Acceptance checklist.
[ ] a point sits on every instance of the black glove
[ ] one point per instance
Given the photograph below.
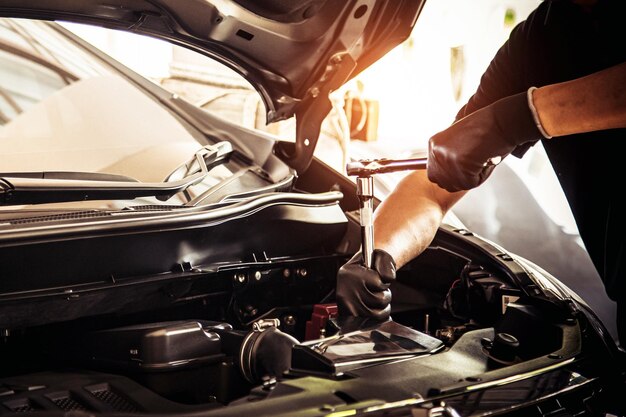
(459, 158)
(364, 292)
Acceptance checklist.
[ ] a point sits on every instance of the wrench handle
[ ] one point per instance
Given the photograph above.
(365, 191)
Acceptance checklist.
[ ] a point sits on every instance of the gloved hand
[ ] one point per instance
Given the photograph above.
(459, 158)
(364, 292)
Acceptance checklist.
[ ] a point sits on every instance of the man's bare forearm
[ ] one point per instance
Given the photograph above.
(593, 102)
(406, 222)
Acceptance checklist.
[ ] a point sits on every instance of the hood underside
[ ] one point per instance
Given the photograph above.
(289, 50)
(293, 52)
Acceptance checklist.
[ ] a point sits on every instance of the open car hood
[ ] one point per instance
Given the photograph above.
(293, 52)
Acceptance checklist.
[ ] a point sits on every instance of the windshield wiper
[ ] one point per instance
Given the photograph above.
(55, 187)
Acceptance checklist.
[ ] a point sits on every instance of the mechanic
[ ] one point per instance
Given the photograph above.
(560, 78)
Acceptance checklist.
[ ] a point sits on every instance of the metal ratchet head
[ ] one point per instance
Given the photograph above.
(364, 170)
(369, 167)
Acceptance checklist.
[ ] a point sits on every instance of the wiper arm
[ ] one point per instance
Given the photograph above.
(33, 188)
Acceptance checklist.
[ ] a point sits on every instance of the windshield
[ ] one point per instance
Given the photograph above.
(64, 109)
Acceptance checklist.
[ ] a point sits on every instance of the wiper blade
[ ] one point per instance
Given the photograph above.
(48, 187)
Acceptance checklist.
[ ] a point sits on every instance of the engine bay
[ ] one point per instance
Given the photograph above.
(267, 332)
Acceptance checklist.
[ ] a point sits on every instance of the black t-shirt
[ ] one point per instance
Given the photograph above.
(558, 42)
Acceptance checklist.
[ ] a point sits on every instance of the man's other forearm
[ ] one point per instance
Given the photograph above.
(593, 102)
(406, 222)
=====
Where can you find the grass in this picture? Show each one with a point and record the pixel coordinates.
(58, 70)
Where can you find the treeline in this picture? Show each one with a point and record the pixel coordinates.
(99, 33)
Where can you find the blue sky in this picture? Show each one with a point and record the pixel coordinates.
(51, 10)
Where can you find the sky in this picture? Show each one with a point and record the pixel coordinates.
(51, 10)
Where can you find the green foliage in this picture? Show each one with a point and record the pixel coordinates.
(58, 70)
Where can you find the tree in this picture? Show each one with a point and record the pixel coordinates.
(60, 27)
=====
Looking at the entries above, copy out every line in which "hood" occurs.

→ EXERCISE ANSWER:
[ ] a point sits on every instance of the hood underside
[ ] a point sits on every instance of the open car hood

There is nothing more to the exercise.